Natural-language object grounding data:
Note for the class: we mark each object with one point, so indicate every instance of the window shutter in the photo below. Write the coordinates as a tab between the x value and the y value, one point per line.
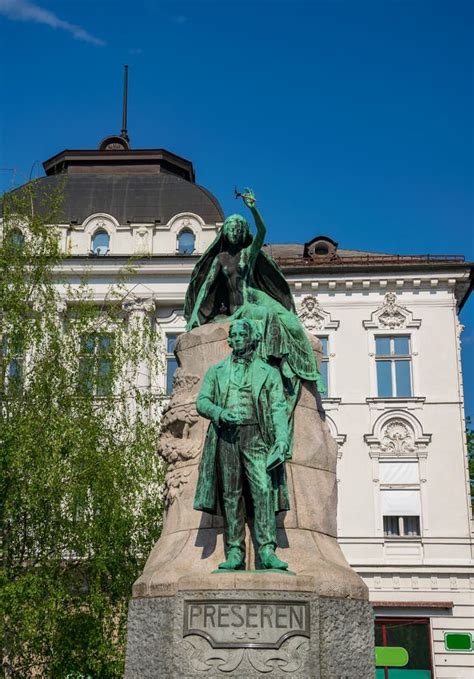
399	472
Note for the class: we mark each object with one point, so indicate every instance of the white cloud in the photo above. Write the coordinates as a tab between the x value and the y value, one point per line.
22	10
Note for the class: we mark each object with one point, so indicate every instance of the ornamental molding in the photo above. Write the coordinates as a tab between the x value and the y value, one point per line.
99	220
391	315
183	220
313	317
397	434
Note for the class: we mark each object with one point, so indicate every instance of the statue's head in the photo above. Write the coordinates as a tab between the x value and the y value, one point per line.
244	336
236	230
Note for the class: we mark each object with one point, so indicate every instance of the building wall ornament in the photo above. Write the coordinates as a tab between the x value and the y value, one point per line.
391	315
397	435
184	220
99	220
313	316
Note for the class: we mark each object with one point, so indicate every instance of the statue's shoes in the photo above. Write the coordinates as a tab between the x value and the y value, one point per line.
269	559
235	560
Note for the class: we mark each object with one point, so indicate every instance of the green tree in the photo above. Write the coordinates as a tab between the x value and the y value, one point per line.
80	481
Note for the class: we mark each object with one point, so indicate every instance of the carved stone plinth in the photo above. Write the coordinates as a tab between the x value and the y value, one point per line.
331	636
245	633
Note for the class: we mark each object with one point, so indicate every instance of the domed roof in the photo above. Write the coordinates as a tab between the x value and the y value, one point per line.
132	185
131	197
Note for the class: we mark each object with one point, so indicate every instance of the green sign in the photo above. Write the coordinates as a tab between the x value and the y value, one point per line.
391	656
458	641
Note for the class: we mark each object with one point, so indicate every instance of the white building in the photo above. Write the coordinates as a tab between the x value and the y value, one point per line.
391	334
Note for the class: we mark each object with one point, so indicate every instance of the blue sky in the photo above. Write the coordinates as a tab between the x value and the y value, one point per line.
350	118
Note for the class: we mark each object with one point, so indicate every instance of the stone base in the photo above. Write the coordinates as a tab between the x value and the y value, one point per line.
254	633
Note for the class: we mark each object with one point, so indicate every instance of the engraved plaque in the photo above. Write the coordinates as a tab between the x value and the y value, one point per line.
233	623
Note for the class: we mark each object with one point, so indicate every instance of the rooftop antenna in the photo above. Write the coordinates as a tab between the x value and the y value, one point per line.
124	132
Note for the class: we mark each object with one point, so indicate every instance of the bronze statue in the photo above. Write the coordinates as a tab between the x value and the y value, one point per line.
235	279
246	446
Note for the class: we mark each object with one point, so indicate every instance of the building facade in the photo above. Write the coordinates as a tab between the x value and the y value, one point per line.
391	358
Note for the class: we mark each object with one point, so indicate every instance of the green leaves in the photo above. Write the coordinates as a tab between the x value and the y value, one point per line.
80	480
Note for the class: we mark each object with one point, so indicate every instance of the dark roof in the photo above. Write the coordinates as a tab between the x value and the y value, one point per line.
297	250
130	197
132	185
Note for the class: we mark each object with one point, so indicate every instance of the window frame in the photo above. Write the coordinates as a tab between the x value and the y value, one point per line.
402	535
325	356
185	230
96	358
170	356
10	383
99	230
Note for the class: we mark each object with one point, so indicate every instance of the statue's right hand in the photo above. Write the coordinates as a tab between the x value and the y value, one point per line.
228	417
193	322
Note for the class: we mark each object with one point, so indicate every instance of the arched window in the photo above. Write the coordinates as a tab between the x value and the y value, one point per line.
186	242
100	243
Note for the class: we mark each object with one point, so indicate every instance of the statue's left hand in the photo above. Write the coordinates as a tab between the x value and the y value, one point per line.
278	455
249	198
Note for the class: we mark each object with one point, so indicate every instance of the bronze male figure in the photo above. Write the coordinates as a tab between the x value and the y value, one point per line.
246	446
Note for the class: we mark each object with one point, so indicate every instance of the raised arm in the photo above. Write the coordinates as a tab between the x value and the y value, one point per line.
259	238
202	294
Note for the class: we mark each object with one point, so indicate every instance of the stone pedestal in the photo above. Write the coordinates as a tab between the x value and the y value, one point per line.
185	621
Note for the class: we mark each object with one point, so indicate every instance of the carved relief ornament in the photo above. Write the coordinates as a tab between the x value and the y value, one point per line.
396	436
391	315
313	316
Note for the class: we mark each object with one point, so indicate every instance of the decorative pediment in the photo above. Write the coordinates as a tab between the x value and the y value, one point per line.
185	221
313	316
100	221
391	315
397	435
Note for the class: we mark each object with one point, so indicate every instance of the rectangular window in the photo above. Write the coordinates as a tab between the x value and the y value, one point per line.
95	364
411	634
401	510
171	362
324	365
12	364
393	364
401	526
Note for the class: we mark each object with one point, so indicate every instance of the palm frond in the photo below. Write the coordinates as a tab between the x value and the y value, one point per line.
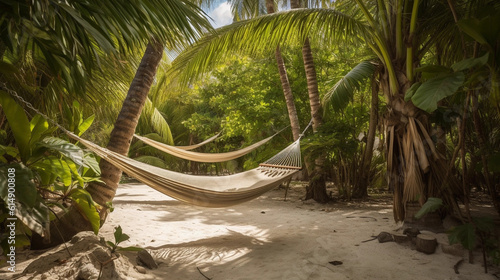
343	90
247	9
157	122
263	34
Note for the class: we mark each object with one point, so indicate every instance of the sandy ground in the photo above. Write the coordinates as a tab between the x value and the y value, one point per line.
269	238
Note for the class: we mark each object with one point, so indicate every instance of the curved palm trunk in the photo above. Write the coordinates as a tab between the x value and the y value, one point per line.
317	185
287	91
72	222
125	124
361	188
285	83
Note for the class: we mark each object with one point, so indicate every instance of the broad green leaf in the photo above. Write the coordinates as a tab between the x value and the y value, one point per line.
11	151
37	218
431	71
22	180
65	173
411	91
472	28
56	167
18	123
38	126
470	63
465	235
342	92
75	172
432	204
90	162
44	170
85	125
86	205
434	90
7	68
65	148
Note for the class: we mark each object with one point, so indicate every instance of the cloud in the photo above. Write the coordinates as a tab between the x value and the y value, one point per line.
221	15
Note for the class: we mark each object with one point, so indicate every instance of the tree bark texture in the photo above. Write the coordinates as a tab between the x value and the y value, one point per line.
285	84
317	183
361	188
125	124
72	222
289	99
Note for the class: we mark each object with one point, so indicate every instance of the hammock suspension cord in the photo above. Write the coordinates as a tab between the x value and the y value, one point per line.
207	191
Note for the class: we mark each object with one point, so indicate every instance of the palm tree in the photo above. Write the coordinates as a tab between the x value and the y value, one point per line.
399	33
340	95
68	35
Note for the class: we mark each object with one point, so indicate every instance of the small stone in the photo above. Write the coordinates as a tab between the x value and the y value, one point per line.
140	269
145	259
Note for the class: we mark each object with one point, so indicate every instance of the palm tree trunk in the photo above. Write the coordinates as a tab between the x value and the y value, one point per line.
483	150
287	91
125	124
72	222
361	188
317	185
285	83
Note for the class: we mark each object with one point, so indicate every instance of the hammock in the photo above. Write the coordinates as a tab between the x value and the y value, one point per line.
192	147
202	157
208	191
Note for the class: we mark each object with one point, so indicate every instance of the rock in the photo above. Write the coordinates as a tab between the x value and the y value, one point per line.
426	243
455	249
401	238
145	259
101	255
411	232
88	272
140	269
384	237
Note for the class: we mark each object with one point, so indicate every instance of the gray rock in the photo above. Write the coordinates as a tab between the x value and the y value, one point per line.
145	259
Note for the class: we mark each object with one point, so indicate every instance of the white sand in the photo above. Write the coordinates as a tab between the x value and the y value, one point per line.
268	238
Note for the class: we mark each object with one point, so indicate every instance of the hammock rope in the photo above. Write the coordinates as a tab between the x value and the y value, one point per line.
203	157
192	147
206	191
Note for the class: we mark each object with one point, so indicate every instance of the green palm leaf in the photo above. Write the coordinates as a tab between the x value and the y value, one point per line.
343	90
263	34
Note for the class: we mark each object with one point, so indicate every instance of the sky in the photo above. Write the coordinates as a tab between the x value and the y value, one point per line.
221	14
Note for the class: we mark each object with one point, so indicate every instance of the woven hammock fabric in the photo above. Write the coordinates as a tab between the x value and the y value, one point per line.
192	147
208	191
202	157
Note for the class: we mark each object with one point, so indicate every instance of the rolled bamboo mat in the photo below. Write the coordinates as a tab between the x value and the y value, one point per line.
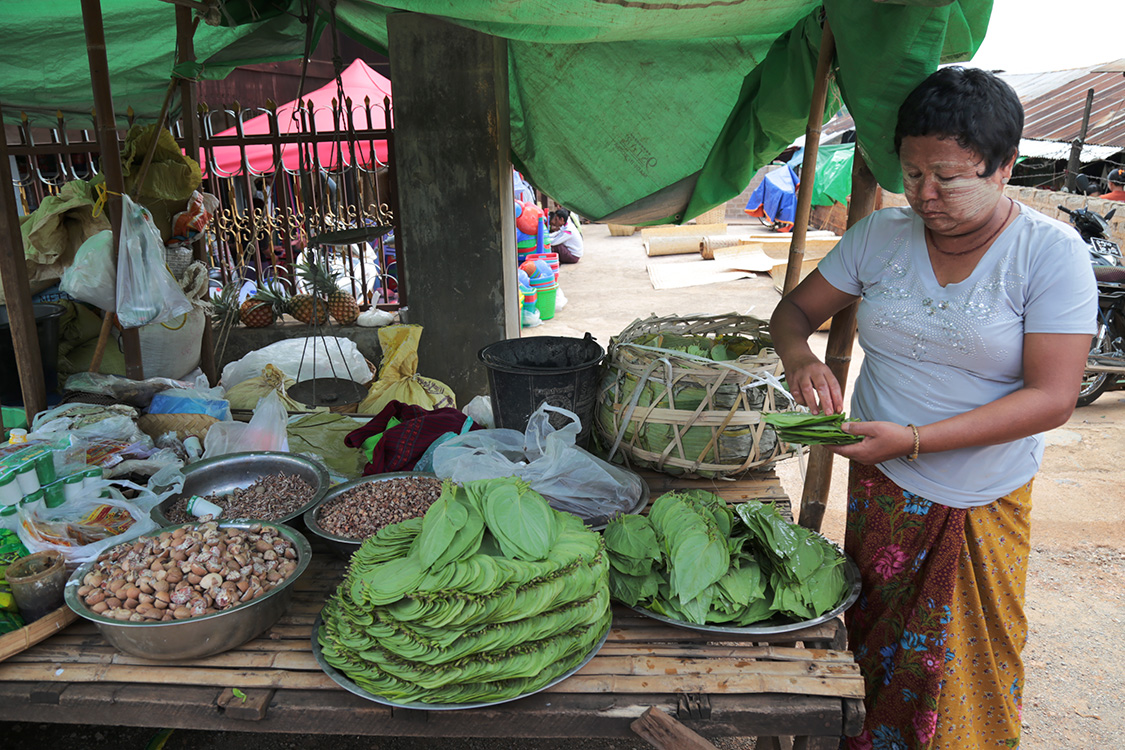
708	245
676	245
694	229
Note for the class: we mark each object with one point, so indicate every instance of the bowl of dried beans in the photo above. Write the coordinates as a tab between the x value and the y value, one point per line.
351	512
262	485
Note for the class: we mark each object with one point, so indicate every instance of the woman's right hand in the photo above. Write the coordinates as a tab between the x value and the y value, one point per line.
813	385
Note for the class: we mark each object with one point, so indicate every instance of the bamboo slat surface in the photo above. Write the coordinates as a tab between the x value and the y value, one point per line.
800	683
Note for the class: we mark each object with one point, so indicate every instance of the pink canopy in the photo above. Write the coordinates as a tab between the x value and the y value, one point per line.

### THE TASK
Give again, word for word, the lines above from the one with "of the rolled" through the final line of the data, both ends included. Do not copy any picture.

### YOUR RESPONSE
Note for the class: we mark each object with one point, so indicate every instance of the rolled bamboo mat in the photo below. Write the coordinates as a tab between the x value and the y value, one point per line.
708	245
676	245
694	229
Note for the class: we mark each object with one point, so indicate every instance of the bowl of dried beans in the photo above. Write the coordinates as a tab between the x value and the y value, one point per line.
351	512
262	485
Note for the class: we mark each object with one point, so indicate every instance of the woman's right hand in the photo above. Write the coordinates as a tab between the x value and the y value, one point per line.
813	385
Note for the class: we mark each object with one point, so indicate every instance of the bamboo slat surface in the photo above. Write the coordinates as a tab between the x value and the y value, one point per line.
800	683
Note for the class: we mark each object with one point, so indicate every instance of the pink canopy in the photo above. Write the coordinates as a tab between the x value and the y value, one point per line.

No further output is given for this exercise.